(Task instructions)
Pick out each line in the items below that contains the word "instance", and copy those lines.

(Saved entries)
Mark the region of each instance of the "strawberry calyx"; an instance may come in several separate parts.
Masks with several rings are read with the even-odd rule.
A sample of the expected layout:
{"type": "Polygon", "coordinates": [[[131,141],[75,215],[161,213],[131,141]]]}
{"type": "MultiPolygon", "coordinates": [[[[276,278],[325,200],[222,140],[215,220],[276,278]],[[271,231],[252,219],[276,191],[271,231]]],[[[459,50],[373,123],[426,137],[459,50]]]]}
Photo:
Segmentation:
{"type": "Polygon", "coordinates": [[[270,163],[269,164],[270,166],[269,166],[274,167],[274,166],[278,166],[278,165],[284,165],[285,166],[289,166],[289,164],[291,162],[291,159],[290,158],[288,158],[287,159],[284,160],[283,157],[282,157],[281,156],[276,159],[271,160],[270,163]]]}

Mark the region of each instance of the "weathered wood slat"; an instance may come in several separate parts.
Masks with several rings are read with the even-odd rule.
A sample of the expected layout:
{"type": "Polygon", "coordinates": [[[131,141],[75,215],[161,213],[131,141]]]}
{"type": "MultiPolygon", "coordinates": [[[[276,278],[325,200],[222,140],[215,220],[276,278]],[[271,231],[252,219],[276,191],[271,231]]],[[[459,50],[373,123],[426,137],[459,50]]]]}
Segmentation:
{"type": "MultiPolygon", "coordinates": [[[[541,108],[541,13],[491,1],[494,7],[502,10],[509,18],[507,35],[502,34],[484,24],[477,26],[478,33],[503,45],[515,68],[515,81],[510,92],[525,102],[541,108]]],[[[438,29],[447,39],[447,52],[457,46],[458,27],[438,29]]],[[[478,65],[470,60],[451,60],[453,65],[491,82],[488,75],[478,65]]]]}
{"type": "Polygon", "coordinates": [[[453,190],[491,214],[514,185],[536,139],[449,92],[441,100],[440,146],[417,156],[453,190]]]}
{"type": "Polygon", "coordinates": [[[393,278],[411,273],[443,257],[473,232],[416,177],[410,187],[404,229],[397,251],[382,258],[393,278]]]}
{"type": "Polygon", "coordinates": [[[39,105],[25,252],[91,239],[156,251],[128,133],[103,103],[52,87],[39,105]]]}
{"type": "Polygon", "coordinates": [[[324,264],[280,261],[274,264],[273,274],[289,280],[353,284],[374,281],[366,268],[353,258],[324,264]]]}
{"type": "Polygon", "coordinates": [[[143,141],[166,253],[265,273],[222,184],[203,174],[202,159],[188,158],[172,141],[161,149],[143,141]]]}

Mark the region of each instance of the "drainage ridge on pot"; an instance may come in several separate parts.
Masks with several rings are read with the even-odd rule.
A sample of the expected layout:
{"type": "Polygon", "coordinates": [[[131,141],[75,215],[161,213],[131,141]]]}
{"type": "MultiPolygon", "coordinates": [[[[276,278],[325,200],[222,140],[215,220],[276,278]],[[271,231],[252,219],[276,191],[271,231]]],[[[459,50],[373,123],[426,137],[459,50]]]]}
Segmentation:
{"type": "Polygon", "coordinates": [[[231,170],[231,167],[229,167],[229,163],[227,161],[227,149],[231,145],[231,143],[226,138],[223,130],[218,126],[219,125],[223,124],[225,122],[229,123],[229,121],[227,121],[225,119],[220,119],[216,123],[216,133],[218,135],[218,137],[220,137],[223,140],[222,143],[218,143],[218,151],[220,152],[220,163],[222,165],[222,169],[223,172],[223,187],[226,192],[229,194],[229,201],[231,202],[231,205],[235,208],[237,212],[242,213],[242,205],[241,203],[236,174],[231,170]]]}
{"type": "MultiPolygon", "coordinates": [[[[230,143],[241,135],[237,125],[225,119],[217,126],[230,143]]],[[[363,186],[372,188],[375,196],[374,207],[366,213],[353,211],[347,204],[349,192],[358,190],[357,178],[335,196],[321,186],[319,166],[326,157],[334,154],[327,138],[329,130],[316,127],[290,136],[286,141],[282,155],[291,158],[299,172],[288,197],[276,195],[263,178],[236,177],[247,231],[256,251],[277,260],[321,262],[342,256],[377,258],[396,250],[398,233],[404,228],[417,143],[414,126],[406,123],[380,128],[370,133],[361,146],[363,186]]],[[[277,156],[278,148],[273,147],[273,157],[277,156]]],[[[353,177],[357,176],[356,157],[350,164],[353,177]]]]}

(Correct response)
Mark the region of each instance of the "strawberry calyx"; an instance may come in several separate parts.
Mark the region of each instance of the "weathered wood slat"; an instance may come in several separate parts.
Mark the region of each instance of the "drainage ridge on pot"; an instance may come in several separate parts.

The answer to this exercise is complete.